# Excerpted text start

SAT Numbers

To solve problems about numbers on the SAT, you need to know:

• how to manipulate algebraic expressions
• the definition of consecutive integers

Consecutive integers: $\ldots, n-1, n, n+1, n+2, n+3 \ldots$, where $n$ is an integer.
Consecutive integers differ by $1$.

• the definition of even and odd numbers

Even numbers: $..., -6, -4, -2, 0, 2, 4, 6, ... , 2n, ...$, where $n$ is an integer.
Note: $0$ is an even integer.
Consecutive even integers differ by $2$.

Odd numbers: $..., -7, -5, -3, -1, 1, 3, 5, 7, ..., 2n+ 1, ...$, where $n$ is an integer.
Consecutive odd integers differ by $2$.

# Excerpted text end
# Record extracts start

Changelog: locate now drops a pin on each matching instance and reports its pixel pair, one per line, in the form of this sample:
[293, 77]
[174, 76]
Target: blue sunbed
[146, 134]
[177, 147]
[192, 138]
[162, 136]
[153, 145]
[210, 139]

# Record extracts end

* [Exercises]
**A)** In the SAT numbers text, which specific integer is singled out in a note as being even?
**B)** The SAT numbers text names several things you need to know to solve number problems on the SAT. List each one.

* [List of solutions]
**A)** 0

**B)**
- how to manipulate algebraic expressions
- the definition of consecutive integers
- the definition of even and odd numbers